:: Selected extract ::

A. Sufficiency of the Evidence

For his first point on appeal, Rogers contends that substantial evidence does not support his convictions and sentences. We treat a motion for a directed verdict as a challenge to the sufficiency of the evidence. Whitt v. State , 365 Ark. 580, 232 S.W.3d 459 (2006). When reviewing a challenge to the sufficiency of the evidence, this court assesses the evidence in the light most favorable to the State and considers only the evidence that supports the verdict. Gillard v. State , 366 Ark. 217, 234 S.W.3d 310 (2006). We will affirm a judgment of conviction if substantial evidence exists to support it. Id. Substantial evidence is evidence which is of sufficient force and character that it will, with reasonable certainty, compel a conclusion one way or the other, without resorting to speculation or conjecture. Ricks v. State , 316 Ark. 601, 873 S.W.2d 808 (1994). Further, circumstantial evidence may provide a basis to support a conviction, but it must be consistent with the defendant's guilt and inconsistent with any other reasonable conclusion. Edmond v. State , 351 Ark. 495, 95 S.W.3d 789 (2003). The credibility of witnesses is an issue for the jury and not the court. Burley v. State , 348 Ark. 422, 73 S.W.3d 600 (2002). The trier of fact is free to believe all or part of any witness's testimony and may resolve questions of conflicting testimony and inconsistent evidence. Id. Upon review, this court's role is to determine whether the jury resorted to speculation and conjecture in reaching its verdict. Ross v. State , 346 Ark. 225, 57 S.W.3d 152 (2001) ; Phillips v. State , 344 Ark. 453, 40 S.W.3d 778 (2001). Finally, "in rape cases, we have held that there is sufficient evidence to support a conviction if the victim gives 'a full and detailed accounting of the defendant's actions.' White v. State , 367 Ark. 595, 599, 242 S.W.3d 240, 249 (2006). Uncorroborated testimony of a rape victim is sufficient evidence to support a conviction. See Gillard v. State , 366 Ark. 217, 234 S.W.3d 310 (2006). Inconsistencies in the rape victim's testimony are matters of credibility that are left for the jury to resolve. See id. The jury may accept or reject testimony as it sees fit. See id. " Ward v. State , 370 Ark. 398, 400, 260 S.W.3d 292, 294-95 (2007).

Rogers was convicted of rape under Ark. Code Ann. § 5-14-103, which provides in pertinent part:
(a) A person commits rape if he or she engages in sexual intercourse or deviate sexual activity with another person:
(1) By forcible compulsion;
...
(3)(A) Who is less than fourteen (14) years of age.
(4)(A) Who is a minor and the actor is the victim's:
(i) Guardian;

Ark. Code Ann. § 5-14-101, "Definitions," provides in pertinent part:

As used in this chapter:

(3) "Guardian" means a parent, stepparent, legal guardian, legal custodian, foster parent, or any person who by virtue of a living arrangement is placed in an apparent position of power or authority over a minor.

:::

**Challenges:**
(a) In the sufficiency-of-evidence passage, who decides the credibility of witnesses?
(b) Retype the part of the sufficiency-of-evidence passage starting at "Rogers was convicted" and ending at "years of age.".
Nothing in the rows is needed for this work.

:: Provided records ::

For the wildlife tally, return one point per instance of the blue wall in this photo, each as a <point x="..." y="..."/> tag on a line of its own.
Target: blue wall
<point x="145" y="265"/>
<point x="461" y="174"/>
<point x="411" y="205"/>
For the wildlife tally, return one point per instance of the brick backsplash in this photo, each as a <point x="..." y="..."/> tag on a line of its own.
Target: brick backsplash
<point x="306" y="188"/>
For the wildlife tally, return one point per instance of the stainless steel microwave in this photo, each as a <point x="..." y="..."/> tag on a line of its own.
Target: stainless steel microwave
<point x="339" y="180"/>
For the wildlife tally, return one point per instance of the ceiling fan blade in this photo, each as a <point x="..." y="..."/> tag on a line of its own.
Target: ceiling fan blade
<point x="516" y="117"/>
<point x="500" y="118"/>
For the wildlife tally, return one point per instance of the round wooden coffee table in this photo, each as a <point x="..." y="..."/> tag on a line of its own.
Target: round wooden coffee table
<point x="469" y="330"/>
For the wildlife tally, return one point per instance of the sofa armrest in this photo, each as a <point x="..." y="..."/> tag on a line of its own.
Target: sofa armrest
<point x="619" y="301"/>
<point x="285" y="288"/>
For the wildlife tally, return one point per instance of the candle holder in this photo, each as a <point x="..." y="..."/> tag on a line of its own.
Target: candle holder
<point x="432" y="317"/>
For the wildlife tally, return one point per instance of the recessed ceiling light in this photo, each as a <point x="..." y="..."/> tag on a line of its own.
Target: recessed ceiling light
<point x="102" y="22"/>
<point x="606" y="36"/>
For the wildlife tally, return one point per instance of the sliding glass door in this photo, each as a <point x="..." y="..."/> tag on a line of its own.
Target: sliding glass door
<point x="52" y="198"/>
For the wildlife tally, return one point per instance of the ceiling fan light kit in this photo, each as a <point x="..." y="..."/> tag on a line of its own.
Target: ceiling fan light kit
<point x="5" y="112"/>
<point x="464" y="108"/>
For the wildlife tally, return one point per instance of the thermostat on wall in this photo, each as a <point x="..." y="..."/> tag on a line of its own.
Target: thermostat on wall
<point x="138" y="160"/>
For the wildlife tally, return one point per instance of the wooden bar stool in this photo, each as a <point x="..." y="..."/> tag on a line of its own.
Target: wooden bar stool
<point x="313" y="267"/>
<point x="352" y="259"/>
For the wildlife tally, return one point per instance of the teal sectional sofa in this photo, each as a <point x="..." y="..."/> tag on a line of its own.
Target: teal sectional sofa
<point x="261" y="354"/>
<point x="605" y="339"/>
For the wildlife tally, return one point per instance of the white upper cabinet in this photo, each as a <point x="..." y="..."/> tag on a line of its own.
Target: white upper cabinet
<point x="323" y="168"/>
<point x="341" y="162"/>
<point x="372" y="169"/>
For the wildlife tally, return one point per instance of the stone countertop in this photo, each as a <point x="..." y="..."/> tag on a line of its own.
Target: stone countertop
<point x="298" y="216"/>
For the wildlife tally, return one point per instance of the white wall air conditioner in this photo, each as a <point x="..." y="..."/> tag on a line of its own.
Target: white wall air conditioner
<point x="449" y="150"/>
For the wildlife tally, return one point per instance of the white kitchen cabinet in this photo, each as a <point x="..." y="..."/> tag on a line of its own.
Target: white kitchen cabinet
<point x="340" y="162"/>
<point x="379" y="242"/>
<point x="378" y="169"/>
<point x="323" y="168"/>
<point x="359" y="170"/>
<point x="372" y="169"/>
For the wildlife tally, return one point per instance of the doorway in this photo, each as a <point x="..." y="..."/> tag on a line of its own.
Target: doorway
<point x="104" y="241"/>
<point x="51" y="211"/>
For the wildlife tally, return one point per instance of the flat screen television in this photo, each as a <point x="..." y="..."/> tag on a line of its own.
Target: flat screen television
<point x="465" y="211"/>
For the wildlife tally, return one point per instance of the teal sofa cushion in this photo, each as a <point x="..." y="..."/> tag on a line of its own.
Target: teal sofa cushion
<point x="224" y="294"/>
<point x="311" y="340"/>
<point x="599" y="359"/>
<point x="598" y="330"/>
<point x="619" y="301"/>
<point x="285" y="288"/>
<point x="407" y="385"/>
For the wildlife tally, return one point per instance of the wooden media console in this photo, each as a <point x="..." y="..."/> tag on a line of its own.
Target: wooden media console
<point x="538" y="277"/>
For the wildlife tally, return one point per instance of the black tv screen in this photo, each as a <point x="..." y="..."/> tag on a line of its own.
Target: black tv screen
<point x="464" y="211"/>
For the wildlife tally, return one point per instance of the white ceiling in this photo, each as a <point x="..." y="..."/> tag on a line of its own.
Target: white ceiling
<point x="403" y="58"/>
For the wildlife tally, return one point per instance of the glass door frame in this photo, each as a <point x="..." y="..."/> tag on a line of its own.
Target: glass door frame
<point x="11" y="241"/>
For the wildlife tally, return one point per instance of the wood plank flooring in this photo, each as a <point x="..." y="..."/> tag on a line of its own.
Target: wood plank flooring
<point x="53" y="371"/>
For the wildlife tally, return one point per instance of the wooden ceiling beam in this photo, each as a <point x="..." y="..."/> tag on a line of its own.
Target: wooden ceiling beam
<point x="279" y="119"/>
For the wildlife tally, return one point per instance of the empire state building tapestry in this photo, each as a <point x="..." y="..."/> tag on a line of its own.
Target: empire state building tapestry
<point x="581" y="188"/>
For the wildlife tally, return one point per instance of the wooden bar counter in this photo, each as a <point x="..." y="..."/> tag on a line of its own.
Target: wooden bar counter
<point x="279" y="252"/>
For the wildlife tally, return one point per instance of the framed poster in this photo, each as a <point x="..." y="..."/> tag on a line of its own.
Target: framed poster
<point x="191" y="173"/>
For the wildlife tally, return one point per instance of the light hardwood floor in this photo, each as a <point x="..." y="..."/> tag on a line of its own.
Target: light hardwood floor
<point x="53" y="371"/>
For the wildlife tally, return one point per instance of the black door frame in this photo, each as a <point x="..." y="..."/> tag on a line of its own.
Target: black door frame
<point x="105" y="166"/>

:::
:: Provided records ::

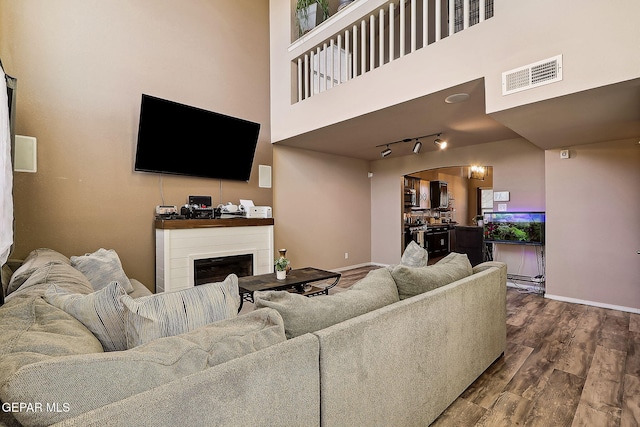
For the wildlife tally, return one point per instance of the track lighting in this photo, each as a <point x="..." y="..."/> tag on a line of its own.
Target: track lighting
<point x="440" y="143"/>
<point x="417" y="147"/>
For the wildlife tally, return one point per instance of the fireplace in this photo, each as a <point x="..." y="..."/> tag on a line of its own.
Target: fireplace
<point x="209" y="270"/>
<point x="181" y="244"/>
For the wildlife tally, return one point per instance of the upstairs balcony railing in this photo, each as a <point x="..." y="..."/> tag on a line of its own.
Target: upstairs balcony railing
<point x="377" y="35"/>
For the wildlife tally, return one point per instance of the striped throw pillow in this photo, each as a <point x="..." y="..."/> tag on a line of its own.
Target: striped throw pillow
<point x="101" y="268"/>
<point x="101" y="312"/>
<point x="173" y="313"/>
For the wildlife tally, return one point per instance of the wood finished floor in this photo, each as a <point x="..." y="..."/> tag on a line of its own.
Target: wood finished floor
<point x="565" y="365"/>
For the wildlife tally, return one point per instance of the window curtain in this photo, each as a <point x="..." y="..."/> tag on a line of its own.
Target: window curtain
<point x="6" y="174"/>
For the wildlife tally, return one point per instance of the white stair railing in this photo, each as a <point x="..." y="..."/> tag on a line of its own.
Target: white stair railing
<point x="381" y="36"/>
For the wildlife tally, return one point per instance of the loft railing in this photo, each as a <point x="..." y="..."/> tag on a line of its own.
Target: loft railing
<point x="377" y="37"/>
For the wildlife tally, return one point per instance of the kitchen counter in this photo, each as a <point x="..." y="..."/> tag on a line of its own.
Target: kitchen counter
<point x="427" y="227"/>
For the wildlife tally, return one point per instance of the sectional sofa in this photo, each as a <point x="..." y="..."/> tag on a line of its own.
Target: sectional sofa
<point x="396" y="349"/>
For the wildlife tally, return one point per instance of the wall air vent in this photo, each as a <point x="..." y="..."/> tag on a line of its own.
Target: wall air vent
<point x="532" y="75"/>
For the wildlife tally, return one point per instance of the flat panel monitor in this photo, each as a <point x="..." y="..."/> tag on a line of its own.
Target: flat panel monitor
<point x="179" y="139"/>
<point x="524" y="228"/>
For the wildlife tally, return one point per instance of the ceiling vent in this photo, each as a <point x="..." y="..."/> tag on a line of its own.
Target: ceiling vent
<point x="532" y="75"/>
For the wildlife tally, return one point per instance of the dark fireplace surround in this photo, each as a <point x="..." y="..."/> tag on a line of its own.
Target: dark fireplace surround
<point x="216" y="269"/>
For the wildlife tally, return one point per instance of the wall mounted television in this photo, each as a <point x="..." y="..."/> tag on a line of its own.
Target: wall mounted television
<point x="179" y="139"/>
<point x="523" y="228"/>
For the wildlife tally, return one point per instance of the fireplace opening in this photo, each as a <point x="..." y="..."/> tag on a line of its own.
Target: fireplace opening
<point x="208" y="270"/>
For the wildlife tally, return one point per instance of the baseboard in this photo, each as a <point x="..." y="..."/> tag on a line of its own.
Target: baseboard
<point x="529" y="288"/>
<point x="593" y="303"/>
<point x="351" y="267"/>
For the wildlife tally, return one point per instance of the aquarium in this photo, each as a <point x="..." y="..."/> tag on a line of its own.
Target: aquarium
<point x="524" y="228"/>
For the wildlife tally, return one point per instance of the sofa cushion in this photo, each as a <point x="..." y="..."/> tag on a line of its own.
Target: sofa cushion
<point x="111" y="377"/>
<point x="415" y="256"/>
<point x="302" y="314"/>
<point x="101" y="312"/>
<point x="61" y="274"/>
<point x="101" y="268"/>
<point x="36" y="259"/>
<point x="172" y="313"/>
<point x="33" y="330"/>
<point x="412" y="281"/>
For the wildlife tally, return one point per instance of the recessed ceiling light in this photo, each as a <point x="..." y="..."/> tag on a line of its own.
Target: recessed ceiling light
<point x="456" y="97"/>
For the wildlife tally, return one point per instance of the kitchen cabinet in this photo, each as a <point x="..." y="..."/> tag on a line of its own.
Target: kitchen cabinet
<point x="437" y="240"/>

:::

**The results:**
(a) The jury, not the court.

(b)
Rogers was convicted of rape under Ark. Code Ann. § 5-14-103, which provides in pertinent part:
(a) A person commits rape if he or she engages in sexual intercourse or deviate sexual activity with another person:
(1) By forcible compulsion;
...
(3)(A) Who is less than fourteen (14) years of age.